Reading text
BofAS and one or more of its affiliates may act as our agents for any offering of ARNs. The agents may act on either a principal basis or an agency basis, as set forth in the applicable term sheet. Each agent will be a party to the distribution agreement described in the “Plan of Distribution (Conflicts of Interest)” beginning on page S-5 of the accompanying prospectus supplement.

 

Each agent will receive an underwriting discount that is a percentage of the aggregate principal amount of ARNs sold through its efforts, which will be set forth in the applicable term sheet. You must have an account with the applicable agent in order to purchase ARNs.

 

None of the agents is acting as your fiduciary or advisor solely as a result of the making of any offering of ARNs, and you should not rely upon this product supplement, the applicable term sheet, or the accompanying prospectus or prospectus supplement as investment advice or a recommendation to purchase any ARNs. You should make your own investment decision regarding ARNs after consulting with your legal, tax, and other advisors.

 

BofAS and its affiliates may use this product supplement, the prospectus supplement, and the prospectus, together with the applicable term sheet, in market-making transactions for any ARNs after their initial sale solely for the purpose of providing investors with the description of the terms of ARNs that were made available to investors in connection with the initial distribution of ARNs. Secondary market investors should not, and will not be authorized to rely on these documents for information regarding Credit Suisse or for any purpose other than that described in the immediately preceding sentence.

Short task 1
Give the rows as a Markdown table with the columns "No." and "Line," starting at the line that contains "Question. For every instance of the blue area" and ending at the last of the rows. Number each line and leave out blank lines.

The data
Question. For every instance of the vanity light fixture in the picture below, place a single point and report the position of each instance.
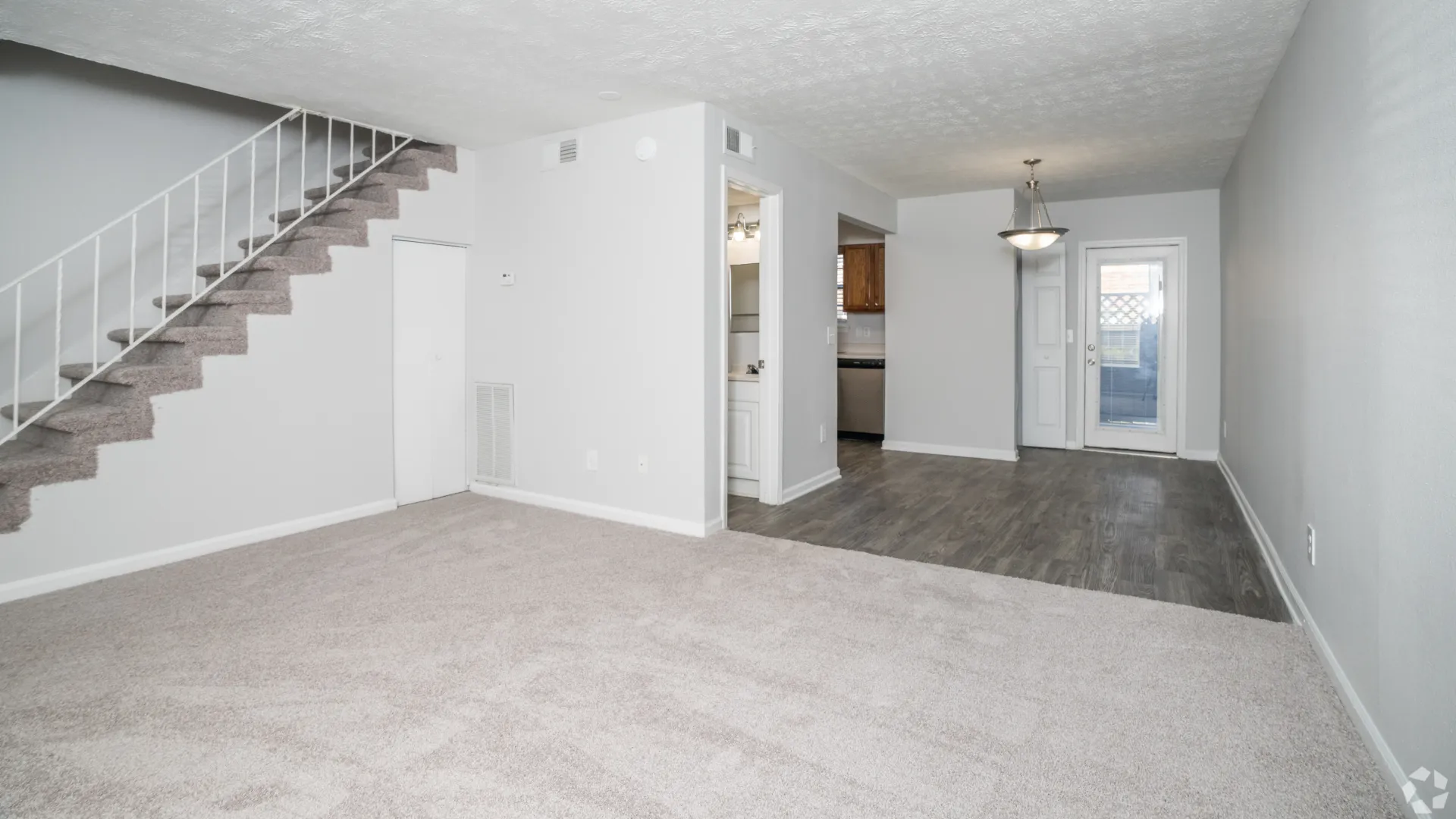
(1040, 234)
(742, 231)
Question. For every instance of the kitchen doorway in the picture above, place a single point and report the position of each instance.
(752, 413)
(1131, 343)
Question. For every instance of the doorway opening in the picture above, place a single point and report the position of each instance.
(430, 375)
(753, 325)
(1131, 324)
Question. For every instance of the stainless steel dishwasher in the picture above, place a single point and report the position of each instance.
(862, 395)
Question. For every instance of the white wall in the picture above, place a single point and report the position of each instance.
(88, 142)
(642, 395)
(1191, 215)
(814, 197)
(951, 327)
(1338, 237)
(299, 428)
(83, 143)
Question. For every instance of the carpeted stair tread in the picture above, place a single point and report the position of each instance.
(69, 416)
(126, 373)
(280, 264)
(181, 334)
(312, 232)
(226, 299)
(30, 464)
(115, 404)
(364, 209)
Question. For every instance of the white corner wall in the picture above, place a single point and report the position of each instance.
(293, 435)
(1194, 216)
(951, 328)
(1338, 237)
(816, 194)
(609, 248)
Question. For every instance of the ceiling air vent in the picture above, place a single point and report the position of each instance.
(737, 143)
(558, 153)
(495, 433)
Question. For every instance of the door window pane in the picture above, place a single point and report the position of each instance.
(1128, 338)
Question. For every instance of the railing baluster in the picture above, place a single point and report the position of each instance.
(277, 174)
(197, 219)
(166, 249)
(131, 302)
(60, 289)
(96, 311)
(15, 419)
(221, 231)
(253, 183)
(303, 161)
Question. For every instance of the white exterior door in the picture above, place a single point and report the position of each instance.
(1130, 347)
(430, 384)
(1043, 349)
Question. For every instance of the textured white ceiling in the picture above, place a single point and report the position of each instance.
(915, 96)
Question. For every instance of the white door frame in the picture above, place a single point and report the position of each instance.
(466, 398)
(1180, 341)
(1021, 341)
(770, 337)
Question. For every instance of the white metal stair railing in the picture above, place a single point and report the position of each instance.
(273, 136)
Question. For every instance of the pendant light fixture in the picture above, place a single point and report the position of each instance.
(1038, 234)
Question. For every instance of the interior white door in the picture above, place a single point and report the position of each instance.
(1043, 349)
(1130, 297)
(430, 382)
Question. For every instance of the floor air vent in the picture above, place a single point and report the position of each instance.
(494, 433)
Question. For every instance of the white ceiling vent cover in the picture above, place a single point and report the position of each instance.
(737, 143)
(495, 433)
(560, 153)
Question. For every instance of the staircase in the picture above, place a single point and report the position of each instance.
(57, 442)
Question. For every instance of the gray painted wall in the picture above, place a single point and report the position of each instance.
(1191, 215)
(951, 325)
(86, 142)
(1338, 245)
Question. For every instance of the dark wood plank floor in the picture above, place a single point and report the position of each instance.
(1147, 526)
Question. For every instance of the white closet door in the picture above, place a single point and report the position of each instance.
(430, 387)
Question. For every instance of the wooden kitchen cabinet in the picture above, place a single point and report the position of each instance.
(864, 279)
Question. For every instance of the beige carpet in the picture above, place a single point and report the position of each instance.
(476, 657)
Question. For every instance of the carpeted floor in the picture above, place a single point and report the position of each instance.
(476, 657)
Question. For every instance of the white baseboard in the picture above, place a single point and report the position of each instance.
(69, 577)
(805, 487)
(595, 510)
(743, 487)
(956, 450)
(1389, 765)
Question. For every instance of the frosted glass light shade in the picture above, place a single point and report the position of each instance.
(1036, 238)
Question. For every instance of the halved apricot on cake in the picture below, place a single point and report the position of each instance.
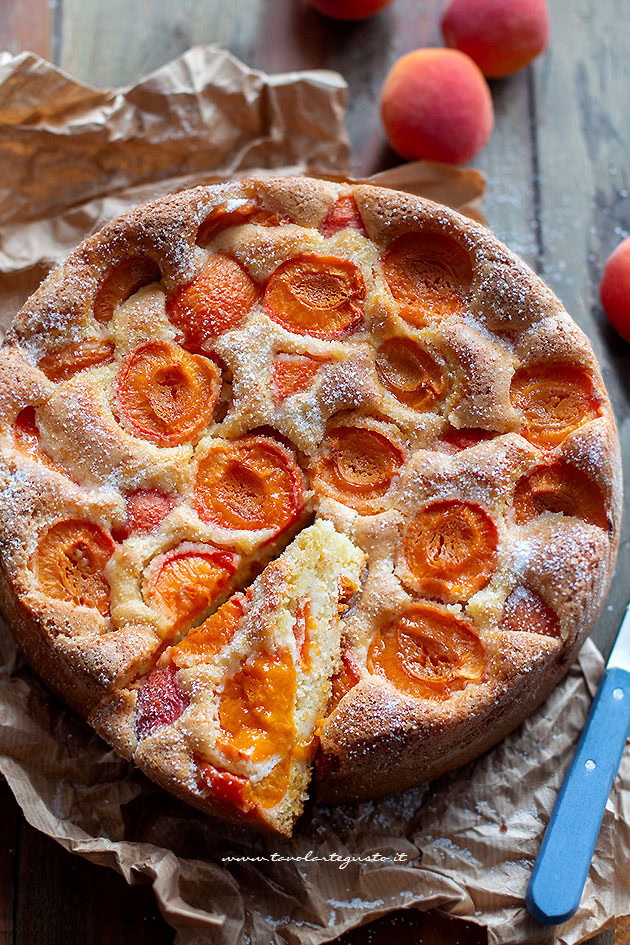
(554, 400)
(449, 550)
(215, 301)
(69, 563)
(248, 699)
(357, 466)
(559, 487)
(186, 581)
(123, 281)
(526, 612)
(248, 484)
(410, 373)
(68, 360)
(167, 395)
(428, 652)
(429, 275)
(344, 214)
(315, 295)
(293, 373)
(147, 509)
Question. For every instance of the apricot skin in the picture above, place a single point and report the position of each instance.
(501, 36)
(614, 289)
(349, 9)
(436, 106)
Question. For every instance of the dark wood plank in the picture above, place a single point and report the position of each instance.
(63, 898)
(8, 860)
(582, 112)
(28, 25)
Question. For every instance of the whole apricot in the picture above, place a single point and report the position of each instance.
(349, 9)
(614, 289)
(501, 36)
(436, 105)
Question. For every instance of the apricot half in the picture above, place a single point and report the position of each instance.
(559, 487)
(69, 562)
(256, 708)
(429, 275)
(123, 281)
(410, 373)
(293, 373)
(526, 612)
(428, 653)
(436, 106)
(250, 483)
(215, 301)
(160, 701)
(315, 295)
(202, 643)
(184, 582)
(147, 509)
(357, 466)
(449, 550)
(554, 400)
(166, 394)
(74, 357)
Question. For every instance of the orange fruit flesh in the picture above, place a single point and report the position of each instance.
(527, 612)
(187, 581)
(358, 464)
(256, 717)
(410, 373)
(72, 358)
(559, 487)
(160, 701)
(205, 641)
(166, 394)
(429, 274)
(69, 562)
(344, 213)
(554, 400)
(315, 295)
(293, 373)
(123, 281)
(450, 549)
(251, 483)
(147, 509)
(215, 301)
(427, 653)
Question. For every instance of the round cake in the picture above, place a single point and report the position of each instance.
(298, 471)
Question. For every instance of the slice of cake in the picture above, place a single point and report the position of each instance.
(228, 717)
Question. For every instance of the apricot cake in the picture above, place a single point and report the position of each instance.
(292, 467)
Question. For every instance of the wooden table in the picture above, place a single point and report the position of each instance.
(559, 176)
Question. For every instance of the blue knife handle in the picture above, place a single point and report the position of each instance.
(557, 882)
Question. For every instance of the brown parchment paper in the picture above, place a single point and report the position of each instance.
(72, 157)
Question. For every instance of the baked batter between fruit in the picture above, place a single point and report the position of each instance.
(297, 470)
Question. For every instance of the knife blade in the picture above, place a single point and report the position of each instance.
(559, 875)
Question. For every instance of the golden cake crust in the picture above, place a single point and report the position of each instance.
(506, 328)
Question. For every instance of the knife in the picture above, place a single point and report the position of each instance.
(557, 881)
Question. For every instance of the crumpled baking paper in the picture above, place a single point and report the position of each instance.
(73, 157)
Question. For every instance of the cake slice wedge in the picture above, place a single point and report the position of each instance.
(228, 718)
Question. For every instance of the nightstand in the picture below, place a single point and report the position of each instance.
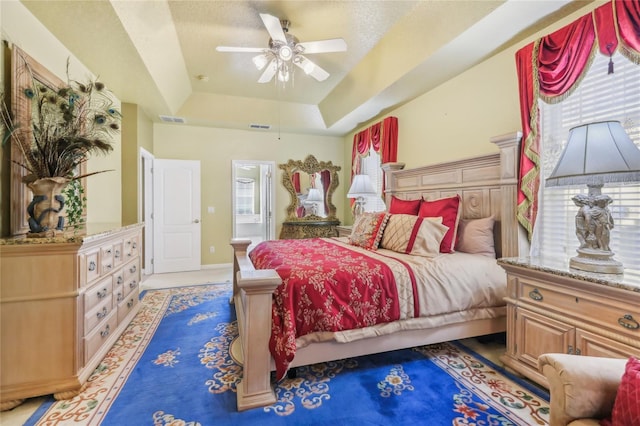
(553, 308)
(344, 230)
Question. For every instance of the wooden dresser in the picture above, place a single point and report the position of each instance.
(64, 302)
(552, 308)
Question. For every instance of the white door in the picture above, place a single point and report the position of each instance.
(176, 202)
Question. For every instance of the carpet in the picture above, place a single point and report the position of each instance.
(172, 367)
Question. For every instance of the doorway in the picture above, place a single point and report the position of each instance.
(253, 200)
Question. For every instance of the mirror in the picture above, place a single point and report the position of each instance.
(310, 185)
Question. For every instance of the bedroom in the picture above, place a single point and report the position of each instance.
(434, 117)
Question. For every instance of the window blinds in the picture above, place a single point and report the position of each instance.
(600, 96)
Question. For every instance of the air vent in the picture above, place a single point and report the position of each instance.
(260, 126)
(170, 119)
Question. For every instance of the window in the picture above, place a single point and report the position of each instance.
(370, 165)
(245, 200)
(600, 96)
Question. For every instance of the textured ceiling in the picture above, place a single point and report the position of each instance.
(151, 52)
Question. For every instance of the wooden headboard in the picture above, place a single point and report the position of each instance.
(487, 185)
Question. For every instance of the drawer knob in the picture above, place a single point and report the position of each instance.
(105, 332)
(627, 321)
(102, 314)
(535, 295)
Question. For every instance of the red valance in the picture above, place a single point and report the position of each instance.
(383, 137)
(552, 67)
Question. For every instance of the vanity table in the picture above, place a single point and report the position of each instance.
(64, 302)
(552, 308)
(310, 213)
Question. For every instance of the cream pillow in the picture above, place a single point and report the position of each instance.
(476, 236)
(415, 235)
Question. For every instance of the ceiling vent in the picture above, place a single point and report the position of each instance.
(170, 119)
(260, 126)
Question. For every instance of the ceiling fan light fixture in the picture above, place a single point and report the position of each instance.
(285, 53)
(260, 61)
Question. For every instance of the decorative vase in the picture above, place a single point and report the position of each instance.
(46, 218)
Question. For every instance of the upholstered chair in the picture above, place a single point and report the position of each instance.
(582, 388)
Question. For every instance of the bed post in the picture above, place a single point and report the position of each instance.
(252, 295)
(509, 145)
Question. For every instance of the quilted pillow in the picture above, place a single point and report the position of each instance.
(626, 408)
(367, 230)
(449, 210)
(476, 236)
(399, 206)
(415, 235)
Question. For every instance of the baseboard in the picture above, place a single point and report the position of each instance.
(217, 266)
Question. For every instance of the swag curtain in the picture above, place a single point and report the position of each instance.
(552, 67)
(383, 137)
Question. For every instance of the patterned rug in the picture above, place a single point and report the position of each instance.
(172, 367)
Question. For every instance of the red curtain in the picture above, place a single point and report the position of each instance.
(552, 67)
(383, 137)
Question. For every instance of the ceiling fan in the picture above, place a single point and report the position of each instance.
(285, 50)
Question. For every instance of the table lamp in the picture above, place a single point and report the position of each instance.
(595, 154)
(361, 187)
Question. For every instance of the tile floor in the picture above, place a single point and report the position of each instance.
(491, 349)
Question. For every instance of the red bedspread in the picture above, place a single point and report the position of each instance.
(326, 287)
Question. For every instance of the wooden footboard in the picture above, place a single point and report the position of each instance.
(487, 186)
(252, 295)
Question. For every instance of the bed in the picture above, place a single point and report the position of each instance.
(486, 188)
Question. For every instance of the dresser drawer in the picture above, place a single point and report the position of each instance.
(618, 316)
(98, 293)
(127, 305)
(130, 247)
(94, 340)
(91, 266)
(96, 315)
(106, 259)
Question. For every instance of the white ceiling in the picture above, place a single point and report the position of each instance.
(151, 52)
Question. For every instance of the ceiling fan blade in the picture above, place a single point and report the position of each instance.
(240, 49)
(311, 68)
(273, 27)
(324, 46)
(269, 72)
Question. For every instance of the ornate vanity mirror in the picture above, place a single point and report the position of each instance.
(311, 185)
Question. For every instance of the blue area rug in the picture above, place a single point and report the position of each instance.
(172, 367)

Short task 2
In one to three sentences, explain why the passage on ARN offerings says BofAS and its affiliates may use the product supplement, prospectus supplement, prospectus and term sheet in market-making transactions after the initial sale.

Written solution 1
| No. | Line |
|---|---|
| 1 | Question. For every instance of the blue area rug in the picture above, place a single point and report the position of each instance. |
| 2 | (172, 367) |

Written solution 2
They may use these documents solely to provide investors with the description of the ARN terms that was made available to investors in the initial distribution of ARNs. For this reason, secondary market investors should not rely on the documents for information about Credit Suisse or for any other purpose.